_Reading passage:_
[Date Prev][Date Next][Thread Prev][Thread Next][Date Index][Thread Index]
Re: [Qemu-devel] [PATCH for-1.4 stable] block: handle spurious coroutine
From: |
Kevin Wolf |
Subject: |
Re: [Qemu-devel] [PATCH for-1.4 stable] block: handle spurious coroutine entries |
Date: |
Mon, 11 Feb 2013 14:00:58 +0100 |
User-agent: |
Mozilla/5.0 (X11; Linux x86_64; rv:13.0) Gecko/20120605 Thunderbird/13.0 |
Am 11.02.2013 13:42, schrieb Paolo Bonzini:
> Il 11/02/2013 13:29, Kevin Wolf ha scritto:
>> The bug is not in this function but in process_incoming_migration(). It
>> should never blindly enter a coroutine which is in an unknown state.
>
> process_incoming_migration() is the function that _creates_ the
> coroutine and enters it for the first time, so there shouldn't be any
> problem there.
>
> The function we're looking at should be, as you write correctly,
> enter_migration_coroutine().
Yes, Stefan's commit message confused me.
>> If it can reenter here, it can reenter anywhere in block drivers, and
>> adding a workaround to one place that just yields again if it got an
>> early reentrance doesn't fix the real bug.
>>
>> Which is the yield that corresponds to the enter in
>> enter_migration_coroutine()? We need to add some state that can be used
>> to make sure the enter happens only for this specific yield.
>
> In this case the corresponding yield is in qemu-coroutine-io.c, and it
> is driven by read-availability of the migration file descriptor. So it
> is possible to test before entering the coroutine, but really ugly (not
> just because it would cost one extra system call).
So the problem is that qemu-coroutine-io.c has a bad interface that
yields without scheduling the reenter itself. Wouldn't it better if it
was qemu_co_sendv_recvv() which registered an fd handler and handled the
yield/reenter stuff transparently?
> But why is enter_migration_coroutine() being called at all? bdrv_write
> should be a synchronous call, it should run its own qemu_aio_wait()
> event loop and that loop doesn't include the migration file descriptor.
Why doesn't it include the migration fd? Wouldn't we get such behaviour
only if we had different AioContexts?
Kevin

_Point-based annotation data:_

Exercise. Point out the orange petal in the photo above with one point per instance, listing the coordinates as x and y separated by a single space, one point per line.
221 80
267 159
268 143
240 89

_Work required:_ Reproduce the part of the mailing list message from "Yes, Stefan's commit" to "the real bug.".

_Result of this exercise:_
Yes, Stefan's commit message confused me.
>> If it can reenter here, it can reenter anywhere in block drivers, and
>> adding a workaround to one place that just yields again if it got an
>> early reentrance doesn't fix the real bug.